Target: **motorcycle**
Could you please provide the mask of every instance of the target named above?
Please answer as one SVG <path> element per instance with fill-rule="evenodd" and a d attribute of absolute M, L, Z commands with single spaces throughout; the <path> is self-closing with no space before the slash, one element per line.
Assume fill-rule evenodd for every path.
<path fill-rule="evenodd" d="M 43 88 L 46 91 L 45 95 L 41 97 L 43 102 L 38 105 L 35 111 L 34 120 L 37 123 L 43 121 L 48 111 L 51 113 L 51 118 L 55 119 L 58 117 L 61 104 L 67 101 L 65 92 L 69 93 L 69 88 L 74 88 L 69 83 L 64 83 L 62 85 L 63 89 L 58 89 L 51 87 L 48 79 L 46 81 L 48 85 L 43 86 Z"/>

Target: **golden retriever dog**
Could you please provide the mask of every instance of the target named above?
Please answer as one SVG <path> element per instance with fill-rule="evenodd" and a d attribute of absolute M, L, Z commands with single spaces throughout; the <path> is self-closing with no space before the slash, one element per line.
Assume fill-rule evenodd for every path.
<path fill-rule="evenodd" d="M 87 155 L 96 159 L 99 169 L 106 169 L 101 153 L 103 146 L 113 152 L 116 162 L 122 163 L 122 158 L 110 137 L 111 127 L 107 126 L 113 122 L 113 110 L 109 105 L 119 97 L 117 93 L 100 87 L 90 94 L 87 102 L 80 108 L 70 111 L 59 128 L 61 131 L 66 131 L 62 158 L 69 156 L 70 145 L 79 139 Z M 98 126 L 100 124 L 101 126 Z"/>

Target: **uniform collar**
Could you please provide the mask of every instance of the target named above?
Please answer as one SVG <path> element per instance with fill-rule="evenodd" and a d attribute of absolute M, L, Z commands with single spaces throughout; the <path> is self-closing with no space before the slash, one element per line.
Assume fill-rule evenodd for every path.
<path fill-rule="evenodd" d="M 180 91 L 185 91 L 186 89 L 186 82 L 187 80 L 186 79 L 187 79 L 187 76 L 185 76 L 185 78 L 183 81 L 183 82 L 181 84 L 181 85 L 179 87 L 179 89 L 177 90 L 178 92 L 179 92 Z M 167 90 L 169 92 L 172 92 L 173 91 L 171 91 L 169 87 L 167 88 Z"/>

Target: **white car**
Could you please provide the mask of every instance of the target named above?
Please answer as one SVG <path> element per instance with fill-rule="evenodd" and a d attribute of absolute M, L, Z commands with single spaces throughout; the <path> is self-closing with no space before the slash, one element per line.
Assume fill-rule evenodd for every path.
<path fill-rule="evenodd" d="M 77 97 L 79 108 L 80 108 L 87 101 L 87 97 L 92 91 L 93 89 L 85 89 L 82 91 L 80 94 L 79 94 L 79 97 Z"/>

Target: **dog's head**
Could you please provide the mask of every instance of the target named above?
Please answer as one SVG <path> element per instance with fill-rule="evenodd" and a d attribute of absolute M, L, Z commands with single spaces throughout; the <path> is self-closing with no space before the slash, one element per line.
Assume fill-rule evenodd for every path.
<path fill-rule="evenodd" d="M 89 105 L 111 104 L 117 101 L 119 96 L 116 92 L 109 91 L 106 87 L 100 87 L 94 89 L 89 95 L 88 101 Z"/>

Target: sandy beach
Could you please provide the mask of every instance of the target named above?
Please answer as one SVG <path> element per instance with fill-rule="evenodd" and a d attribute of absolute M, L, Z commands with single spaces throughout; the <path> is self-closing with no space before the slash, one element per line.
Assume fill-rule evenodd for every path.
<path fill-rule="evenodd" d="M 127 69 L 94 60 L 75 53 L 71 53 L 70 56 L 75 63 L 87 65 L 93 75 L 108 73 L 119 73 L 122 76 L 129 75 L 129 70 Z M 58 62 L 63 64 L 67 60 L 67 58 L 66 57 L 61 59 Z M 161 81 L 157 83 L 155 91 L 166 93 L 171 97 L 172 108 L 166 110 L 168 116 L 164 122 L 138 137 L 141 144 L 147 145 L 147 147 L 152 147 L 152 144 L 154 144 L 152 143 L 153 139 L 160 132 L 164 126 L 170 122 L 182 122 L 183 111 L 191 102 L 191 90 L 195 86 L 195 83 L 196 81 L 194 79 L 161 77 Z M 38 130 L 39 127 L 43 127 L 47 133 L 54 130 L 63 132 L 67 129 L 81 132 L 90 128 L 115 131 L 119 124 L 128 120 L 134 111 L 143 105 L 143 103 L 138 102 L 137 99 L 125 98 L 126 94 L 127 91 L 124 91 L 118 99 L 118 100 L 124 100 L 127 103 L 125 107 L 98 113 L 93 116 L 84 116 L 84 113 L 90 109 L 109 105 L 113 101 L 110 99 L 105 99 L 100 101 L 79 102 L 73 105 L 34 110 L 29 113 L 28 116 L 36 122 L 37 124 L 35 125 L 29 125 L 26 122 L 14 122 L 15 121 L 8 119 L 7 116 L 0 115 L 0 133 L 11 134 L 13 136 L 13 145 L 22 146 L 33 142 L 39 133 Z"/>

____

> _Requirements_: Reproduce the records above exactly, line for line.

> _Result_:
Target: **motorcycle**
Could you please provide the mask of every instance of the target named above?
Please answer as one SVG <path> element per instance with fill-rule="evenodd" and a d attribute of absolute M, L, Z commands with single spaces throughout; the <path> is self-closing with no space before the slash, one element per line.
Assume fill-rule evenodd for every path.
<path fill-rule="evenodd" d="M 43 88 L 46 91 L 45 95 L 41 97 L 43 102 L 38 105 L 35 111 L 34 120 L 37 123 L 43 121 L 48 111 L 51 113 L 51 118 L 55 119 L 58 117 L 61 104 L 67 101 L 65 92 L 69 93 L 69 88 L 74 88 L 69 83 L 64 83 L 62 85 L 63 89 L 58 89 L 51 87 L 48 79 L 46 81 L 48 85 L 43 86 Z"/>

Target: **golden retriever dog**
Could you please provide the mask of every instance of the target named above?
Please answer as one SVG <path> element per instance with fill-rule="evenodd" and a d attribute of absolute M, L, Z commands with single spaces throughout; the <path> is self-closing with no space before the slash, one element per line.
Assume fill-rule evenodd for every path.
<path fill-rule="evenodd" d="M 87 155 L 96 159 L 99 169 L 106 169 L 101 153 L 103 146 L 113 152 L 116 162 L 122 163 L 122 158 L 110 137 L 111 127 L 107 126 L 113 122 L 113 110 L 109 105 L 119 97 L 117 93 L 100 87 L 90 94 L 87 102 L 80 108 L 70 111 L 59 128 L 61 131 L 66 131 L 62 158 L 69 156 L 70 145 L 79 139 Z M 98 126 L 100 124 L 101 126 Z"/>

Target: **uniform collar**
Could you please provide the mask of every instance of the target named above?
Please answer as one SVG <path> element per instance with fill-rule="evenodd" and a d attribute of absolute M, L, Z commands with single spaces throughout; the <path> is self-closing with no space before the slash, one element per line.
Assume fill-rule evenodd for every path.
<path fill-rule="evenodd" d="M 180 91 L 185 91 L 186 89 L 186 82 L 187 80 L 186 79 L 187 79 L 187 76 L 185 76 L 185 78 L 183 81 L 183 82 L 181 84 L 181 85 L 179 87 L 179 89 L 177 90 L 178 92 L 179 92 Z M 167 90 L 169 92 L 172 92 L 173 91 L 171 91 L 169 87 L 167 88 Z"/>

Target: **white car**
Could you please provide the mask of every instance of the target named above?
Please answer as one SVG <path> element per instance with fill-rule="evenodd" and a d attribute of absolute M, L, Z commands with single spaces throughout; the <path> is self-closing with no space before the slash, one element per line.
Assume fill-rule evenodd for every path.
<path fill-rule="evenodd" d="M 77 97 L 79 108 L 80 108 L 87 101 L 87 97 L 92 91 L 93 89 L 85 89 L 82 91 L 80 94 L 79 94 L 79 97 Z"/>

Target: **dog's head**
Could you please provide the mask of every instance of the target named above?
Please answer as one SVG <path> element per instance with fill-rule="evenodd" and a d attribute of absolute M, L, Z commands with single spaces throughout; the <path> is self-closing with no space before the slash, one element per line.
Assume fill-rule evenodd for every path.
<path fill-rule="evenodd" d="M 89 105 L 111 104 L 117 101 L 119 96 L 116 92 L 109 91 L 106 87 L 100 87 L 94 89 L 89 95 L 88 101 Z"/>

Target: sandy beach
Could you please provide the mask of every instance of the target named above?
Please answer as one SVG <path> element per instance with fill-rule="evenodd" and a d attribute of absolute M, L, Z commands with single spaces throughout; the <path> is self-closing with no space before the slash, one element per line.
Assume fill-rule evenodd for every path.
<path fill-rule="evenodd" d="M 127 69 L 94 60 L 75 53 L 71 53 L 70 56 L 75 63 L 87 65 L 93 75 L 108 73 L 119 73 L 122 76 L 129 75 L 129 70 Z M 58 62 L 63 64 L 67 60 L 67 58 L 66 57 L 61 59 Z M 161 81 L 157 83 L 155 91 L 166 93 L 171 97 L 172 108 L 166 110 L 168 116 L 164 122 L 138 137 L 141 144 L 147 145 L 147 147 L 152 147 L 152 144 L 154 144 L 152 143 L 153 139 L 160 132 L 164 126 L 170 122 L 182 122 L 183 111 L 191 102 L 191 90 L 195 86 L 195 83 L 196 81 L 194 79 L 161 77 Z M 38 130 L 39 127 L 43 127 L 47 133 L 54 130 L 63 132 L 67 129 L 81 132 L 90 128 L 115 131 L 119 124 L 128 120 L 134 111 L 143 105 L 143 103 L 138 102 L 137 99 L 125 98 L 126 94 L 127 91 L 124 91 L 118 99 L 118 100 L 124 100 L 127 103 L 125 107 L 98 113 L 93 116 L 84 116 L 84 113 L 90 109 L 109 105 L 113 101 L 110 99 L 105 99 L 100 101 L 79 102 L 73 105 L 34 110 L 29 113 L 28 116 L 36 122 L 37 124 L 35 125 L 29 125 L 26 122 L 14 122 L 15 121 L 8 119 L 7 116 L 0 115 L 0 133 L 11 134 L 13 136 L 13 145 L 22 146 L 33 142 L 39 133 Z"/>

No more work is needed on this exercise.